1. a) The Company has maintained proper records showing full particulars, including quantitative details and situation of fixed assets.

b) The fixed assets have been physically verified by the management during the year. As informed to us, no material discrepancies were noticed on such verification. In our opinion, frequency of verification is at reasonable intervals.

c) During the year, the Company has not disposed off any substantial part of the fixed assets.

2. The Company's nature of operations does not require it to hold inventories. Consequently, clause 4(ii) of the Companies (Auditor's Report) Order, 2003, as amended ('the Order') is not applicable.

3. The Company has neither granted nor taken any loans, secured or unsecured to/from companies, firms or other parties listed in the register maintained under section 301 of the Companies Act, 1956. Hence the provisions of clauses (iii)(b) to (iii)(g) of paragraph 4 of the Order are not applicable to the Company.

4. There are adequate internal control procedures commensurate with the size of the Company and the nature of its business with regard to purchase of fixed assets and for sale of services. During the course of our audit, we have not observed any continuing failure to correct major weaknesses in internal controls.

5. a) The particulars of contracts and arrangements referred to in section 301 of the Companies Act 1956 have been entered in the register maintained under section 301 of the said Act.

b) The transactions made in pursuance of contracts or arrangements entered in the register maintained under section 301 of the Companies Act, 1956 and exceeding the value of rupees five lakhs in respect of any party during the year have been made at prices which are reasonable having regard to the prevailing market prices and other relevant factors at the time of transaction.

6. The Company has not accepted any deposits from the public and consequently the provisions of section 58A and 58AA of the Companies Act, 1956 and the rules framed thereunder are not applicable.

7. In our opinion, the Company has an internal audit system which is commensurate with its size and nature of its business.

8. As explained no cost records have been prescribed by the Central Government under clause (d) of sub-section (1) of section 209 of the Companies Act, 1956 in respect of the activities carried out by the Company.

========================================================================

■ Set exercise A: Please set down verbatim everything in the entries from the line containing "TARGET = driver door" down to the line containing "(1247, 363)", including both of those lines.
These entries have no connection to the audit report.

Coordinate annotation entries:
========================================================================

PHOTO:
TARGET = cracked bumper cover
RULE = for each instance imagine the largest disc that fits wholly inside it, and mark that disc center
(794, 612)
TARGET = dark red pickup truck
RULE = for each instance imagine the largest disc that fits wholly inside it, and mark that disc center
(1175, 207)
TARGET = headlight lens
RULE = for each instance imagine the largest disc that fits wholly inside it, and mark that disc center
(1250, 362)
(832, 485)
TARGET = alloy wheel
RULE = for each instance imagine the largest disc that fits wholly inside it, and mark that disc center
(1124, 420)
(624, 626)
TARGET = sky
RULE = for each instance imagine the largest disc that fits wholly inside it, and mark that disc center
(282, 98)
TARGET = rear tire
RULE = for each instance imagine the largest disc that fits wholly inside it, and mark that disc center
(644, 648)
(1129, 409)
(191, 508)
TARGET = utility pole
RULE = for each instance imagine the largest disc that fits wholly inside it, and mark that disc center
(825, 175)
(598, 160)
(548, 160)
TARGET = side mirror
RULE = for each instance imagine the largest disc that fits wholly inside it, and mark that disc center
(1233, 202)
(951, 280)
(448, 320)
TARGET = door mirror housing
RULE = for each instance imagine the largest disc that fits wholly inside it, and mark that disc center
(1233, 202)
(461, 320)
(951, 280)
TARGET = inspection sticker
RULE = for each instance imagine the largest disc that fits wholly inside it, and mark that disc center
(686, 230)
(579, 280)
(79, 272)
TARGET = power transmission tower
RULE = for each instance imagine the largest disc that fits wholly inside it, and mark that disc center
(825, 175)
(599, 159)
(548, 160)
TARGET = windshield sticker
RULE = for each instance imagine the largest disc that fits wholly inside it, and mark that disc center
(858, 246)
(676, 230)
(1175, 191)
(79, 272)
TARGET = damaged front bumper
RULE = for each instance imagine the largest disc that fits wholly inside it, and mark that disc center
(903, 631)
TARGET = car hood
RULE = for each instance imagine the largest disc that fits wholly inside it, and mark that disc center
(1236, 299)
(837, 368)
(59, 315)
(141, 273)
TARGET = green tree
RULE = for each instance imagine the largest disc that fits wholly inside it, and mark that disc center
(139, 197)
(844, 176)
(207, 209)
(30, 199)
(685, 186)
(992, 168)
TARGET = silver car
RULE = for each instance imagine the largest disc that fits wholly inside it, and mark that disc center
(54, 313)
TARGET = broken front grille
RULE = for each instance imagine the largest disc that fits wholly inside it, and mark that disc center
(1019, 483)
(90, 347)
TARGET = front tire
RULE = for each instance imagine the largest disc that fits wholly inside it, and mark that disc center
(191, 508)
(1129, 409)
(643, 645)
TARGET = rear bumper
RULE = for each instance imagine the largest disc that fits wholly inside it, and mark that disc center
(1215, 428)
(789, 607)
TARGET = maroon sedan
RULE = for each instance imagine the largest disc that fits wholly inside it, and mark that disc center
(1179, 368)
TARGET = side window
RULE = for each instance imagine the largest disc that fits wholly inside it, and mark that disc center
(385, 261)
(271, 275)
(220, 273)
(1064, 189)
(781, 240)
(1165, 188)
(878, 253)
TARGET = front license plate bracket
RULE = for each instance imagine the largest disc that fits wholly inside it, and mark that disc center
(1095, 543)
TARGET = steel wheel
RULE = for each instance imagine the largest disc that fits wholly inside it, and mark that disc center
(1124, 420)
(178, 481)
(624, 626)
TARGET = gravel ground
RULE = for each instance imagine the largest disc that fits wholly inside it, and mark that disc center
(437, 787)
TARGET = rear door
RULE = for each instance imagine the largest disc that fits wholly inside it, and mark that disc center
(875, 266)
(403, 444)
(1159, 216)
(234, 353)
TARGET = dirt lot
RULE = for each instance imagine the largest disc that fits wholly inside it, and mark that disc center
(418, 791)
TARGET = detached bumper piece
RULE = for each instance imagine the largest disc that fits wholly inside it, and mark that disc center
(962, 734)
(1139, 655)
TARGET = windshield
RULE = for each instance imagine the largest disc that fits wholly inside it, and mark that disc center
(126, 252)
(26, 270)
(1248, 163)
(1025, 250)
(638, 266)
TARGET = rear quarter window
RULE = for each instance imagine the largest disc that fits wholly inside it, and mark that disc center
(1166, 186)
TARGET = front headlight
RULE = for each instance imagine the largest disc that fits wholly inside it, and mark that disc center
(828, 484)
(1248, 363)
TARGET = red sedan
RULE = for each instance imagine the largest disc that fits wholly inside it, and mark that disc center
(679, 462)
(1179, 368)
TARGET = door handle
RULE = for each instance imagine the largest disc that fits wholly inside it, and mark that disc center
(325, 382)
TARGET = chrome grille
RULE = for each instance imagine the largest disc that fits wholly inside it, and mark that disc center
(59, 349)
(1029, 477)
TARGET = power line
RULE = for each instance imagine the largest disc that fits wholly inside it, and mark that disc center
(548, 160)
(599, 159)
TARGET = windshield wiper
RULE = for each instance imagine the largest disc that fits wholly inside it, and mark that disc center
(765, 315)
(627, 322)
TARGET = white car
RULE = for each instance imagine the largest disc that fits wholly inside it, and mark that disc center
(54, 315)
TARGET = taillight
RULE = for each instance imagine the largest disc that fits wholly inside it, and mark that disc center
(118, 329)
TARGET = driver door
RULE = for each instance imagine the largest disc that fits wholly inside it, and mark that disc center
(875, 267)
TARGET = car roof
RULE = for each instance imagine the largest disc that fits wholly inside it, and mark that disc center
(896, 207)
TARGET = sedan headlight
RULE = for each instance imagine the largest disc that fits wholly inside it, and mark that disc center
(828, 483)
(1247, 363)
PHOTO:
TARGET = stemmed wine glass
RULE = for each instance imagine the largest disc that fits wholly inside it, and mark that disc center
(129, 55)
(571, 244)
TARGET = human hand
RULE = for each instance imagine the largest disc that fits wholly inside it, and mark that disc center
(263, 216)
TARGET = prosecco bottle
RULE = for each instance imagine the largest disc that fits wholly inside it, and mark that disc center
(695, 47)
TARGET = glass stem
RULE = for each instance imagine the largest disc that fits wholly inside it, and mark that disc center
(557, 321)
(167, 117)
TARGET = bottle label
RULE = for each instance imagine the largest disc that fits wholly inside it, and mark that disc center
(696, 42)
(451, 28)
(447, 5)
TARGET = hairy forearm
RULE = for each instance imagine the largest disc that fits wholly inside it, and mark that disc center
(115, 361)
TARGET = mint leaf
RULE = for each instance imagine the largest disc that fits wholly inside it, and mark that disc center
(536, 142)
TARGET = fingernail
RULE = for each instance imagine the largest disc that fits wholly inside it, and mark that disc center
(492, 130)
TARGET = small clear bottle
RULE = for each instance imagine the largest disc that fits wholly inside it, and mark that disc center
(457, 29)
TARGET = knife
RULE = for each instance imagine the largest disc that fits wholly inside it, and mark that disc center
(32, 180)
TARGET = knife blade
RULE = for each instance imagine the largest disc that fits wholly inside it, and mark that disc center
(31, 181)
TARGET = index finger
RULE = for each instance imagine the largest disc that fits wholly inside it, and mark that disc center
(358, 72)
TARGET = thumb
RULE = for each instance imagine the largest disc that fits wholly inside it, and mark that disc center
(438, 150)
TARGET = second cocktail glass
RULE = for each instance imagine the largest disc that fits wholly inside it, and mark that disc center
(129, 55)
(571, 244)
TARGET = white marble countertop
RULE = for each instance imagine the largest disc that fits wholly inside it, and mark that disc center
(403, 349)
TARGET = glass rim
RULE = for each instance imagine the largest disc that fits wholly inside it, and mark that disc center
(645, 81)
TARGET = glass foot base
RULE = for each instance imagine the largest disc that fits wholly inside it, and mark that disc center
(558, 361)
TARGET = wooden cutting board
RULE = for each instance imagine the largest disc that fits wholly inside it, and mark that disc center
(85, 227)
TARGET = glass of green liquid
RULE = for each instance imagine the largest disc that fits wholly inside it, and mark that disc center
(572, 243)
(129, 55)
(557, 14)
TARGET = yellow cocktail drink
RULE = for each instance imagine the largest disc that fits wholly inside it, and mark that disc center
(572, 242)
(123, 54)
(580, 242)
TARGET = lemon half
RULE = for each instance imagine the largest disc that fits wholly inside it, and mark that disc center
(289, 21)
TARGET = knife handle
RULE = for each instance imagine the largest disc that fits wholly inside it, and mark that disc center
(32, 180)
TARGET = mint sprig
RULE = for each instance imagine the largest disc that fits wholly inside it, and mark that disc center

========================================================================

■ Set exercise B: Extract word for word everything in the audit report from "b) The transactions" down to "time of transaction.".

■ Result A:
TARGET = driver door
RULE = for each instance imagine the largest disc that fits wholly inside it, and mark that disc center
(875, 267)
TARGET = car roof
RULE = for each instance imagine the largest disc that fits wholly inside it, and mark that disc center
(896, 207)
TARGET = sedan headlight
RULE = for each instance imagine the largest disc that fits wholly inside it, and mark that disc center
(828, 483)
(1247, 363)

■ Result B:
b) The transactions made in pursuance of contracts or arrangements entered in the register maintained under section 301 of the Companies Act, 1956 and exceeding the value of rupees five lakhs in respect of any party during the year have been made at prices which are reasonable having regard to the prevailing market prices and other relevant factors at the time of transaction.